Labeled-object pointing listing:

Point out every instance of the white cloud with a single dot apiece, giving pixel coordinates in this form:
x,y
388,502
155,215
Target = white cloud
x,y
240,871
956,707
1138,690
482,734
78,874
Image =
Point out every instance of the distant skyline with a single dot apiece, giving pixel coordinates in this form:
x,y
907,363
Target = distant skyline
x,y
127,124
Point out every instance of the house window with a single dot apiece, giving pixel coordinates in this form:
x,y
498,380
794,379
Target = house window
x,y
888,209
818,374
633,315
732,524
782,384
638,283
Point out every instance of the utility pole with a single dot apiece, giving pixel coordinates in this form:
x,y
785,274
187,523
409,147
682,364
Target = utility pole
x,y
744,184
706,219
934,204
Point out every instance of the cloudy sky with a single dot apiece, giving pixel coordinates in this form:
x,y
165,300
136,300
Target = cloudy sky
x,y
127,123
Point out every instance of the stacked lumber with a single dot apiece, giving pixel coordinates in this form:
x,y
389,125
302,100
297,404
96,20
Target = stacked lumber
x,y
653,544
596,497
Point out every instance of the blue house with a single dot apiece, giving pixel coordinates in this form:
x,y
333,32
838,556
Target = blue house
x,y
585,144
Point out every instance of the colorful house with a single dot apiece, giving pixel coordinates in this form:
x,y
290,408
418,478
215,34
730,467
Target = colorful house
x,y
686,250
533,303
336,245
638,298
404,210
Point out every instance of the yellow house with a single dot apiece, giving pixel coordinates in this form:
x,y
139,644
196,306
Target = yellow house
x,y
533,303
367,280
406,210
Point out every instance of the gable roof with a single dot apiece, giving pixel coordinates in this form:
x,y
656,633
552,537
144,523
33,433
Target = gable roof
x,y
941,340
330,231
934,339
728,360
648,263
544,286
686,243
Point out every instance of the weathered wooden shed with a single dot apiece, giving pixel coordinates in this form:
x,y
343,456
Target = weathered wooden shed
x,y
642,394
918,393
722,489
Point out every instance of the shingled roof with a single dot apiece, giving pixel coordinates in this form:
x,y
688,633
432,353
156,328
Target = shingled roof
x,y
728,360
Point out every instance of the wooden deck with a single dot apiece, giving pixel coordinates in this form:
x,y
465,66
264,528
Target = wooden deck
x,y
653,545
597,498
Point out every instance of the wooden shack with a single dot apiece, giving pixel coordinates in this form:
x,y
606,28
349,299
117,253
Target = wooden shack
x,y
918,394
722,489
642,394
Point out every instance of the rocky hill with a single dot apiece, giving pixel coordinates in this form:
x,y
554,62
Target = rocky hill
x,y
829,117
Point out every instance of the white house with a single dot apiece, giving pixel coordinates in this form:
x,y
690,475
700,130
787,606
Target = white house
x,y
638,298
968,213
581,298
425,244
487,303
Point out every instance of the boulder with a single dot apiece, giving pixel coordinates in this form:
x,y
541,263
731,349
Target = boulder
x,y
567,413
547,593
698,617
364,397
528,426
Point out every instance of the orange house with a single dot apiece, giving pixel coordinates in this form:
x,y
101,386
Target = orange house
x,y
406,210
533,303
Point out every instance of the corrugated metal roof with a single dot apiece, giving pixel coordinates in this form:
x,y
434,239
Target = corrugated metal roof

- **Request**: Reproduce the listing above line for line, with nothing changed.

- **Result of this exercise**:
Point out every instance of the white cloud with a single dot apiece, giving pixel coordinates in this form:
x,y
388,502
155,215
Target = white cloud
x,y
240,871
956,707
1138,690
482,734
78,874
Image =
Point out every instance of the distant skyline with a single dot apiece, giving pixel coordinates in this form:
x,y
907,363
Target = distant skyline
x,y
127,124
Point out every instance of the house window with a single dot apiece, giving pixel coordinates in this form:
x,y
498,380
794,379
Target = house window
x,y
888,209
818,374
633,315
732,524
782,384
638,283
Point out every instance of the utility pole with a single dot apiece, giving pixel coordinates in this form:
x,y
785,274
187,523
409,147
682,364
Target = utility pole
x,y
744,184
706,219
934,204
Point out every instance of the cloudy sky with a single dot apiece, giving pixel coordinates in this form:
x,y
165,300
136,300
Target = cloudy sky
x,y
127,123
Point out every instance of the stacked lumber with a single dot apiece, giving pixel coordinates in this form:
x,y
389,125
302,100
297,404
96,20
Target = stacked lumber
x,y
653,544
596,497
Point out every instance of the blue house with a single dot apiece, giving pixel coordinates in this form:
x,y
333,32
838,556
Target = blue house
x,y
585,144
Point out every instance of the colorful house with a single dot apiece, giving pixel coordinates in this form:
x,y
290,408
418,478
215,34
730,467
Target = colorful house
x,y
686,250
533,303
336,245
638,298
404,210
Point out every instance of the yellow house with a single dot apiece, giving pixel coordinates in this form:
x,y
139,644
196,306
Target = yellow house
x,y
533,303
367,280
406,210
Point out every instance of the gable roof with a single dot apiece, giving pixel coordinates in this form:
x,y
656,633
552,537
144,523
33,433
Target = gable roof
x,y
941,340
330,231
934,339
728,360
648,263
544,286
686,243
Point out every instance of the weathered wooden shed with a single dot apiece, giving pixel coordinates in this form:
x,y
343,456
Target = weathered wooden shed
x,y
642,394
918,393
722,489
Point out every instance of the shingled roof with a single dot apiece, giving pixel coordinates in this form:
x,y
688,633
432,353
156,328
Target = shingled roof
x,y
728,360
Point out every instance of the wooden deck with a single dot apiece, giving pixel coordinates in this form:
x,y
465,66
264,528
Target = wooden deck
x,y
653,545
597,498
Point out every instance of the wooden shack with a single dot apiece, giving pixel coordinates in this form:
x,y
606,28
349,299
117,253
Target = wooden shack
x,y
918,394
722,489
642,394
Point out every instance of the rocky hill with a single dot apiece, giving pixel coordinates in this form:
x,y
554,62
Target = rocky hill
x,y
829,117
Point out every instance of the white house with a single dot apiece, giving pixel coordinates in this form:
x,y
690,475
700,130
787,606
Target = white house
x,y
638,298
968,213
581,298
425,244
487,303
Point out every instance of the boulder with a single dot apiece, giving pixel coordinates in this form:
x,y
541,263
731,349
Target = boulder
x,y
567,413
547,593
698,617
364,397
528,426
Point out every instance of the orange house with a single dot apiece, giving pixel coordinates in this form:
x,y
101,386
Target = orange house
x,y
406,210
533,303
Point out every instance of the corrugated metal roof with a single dot apiece, giving pixel coordinates in this form:
x,y
434,239
Target = corrugated metal roof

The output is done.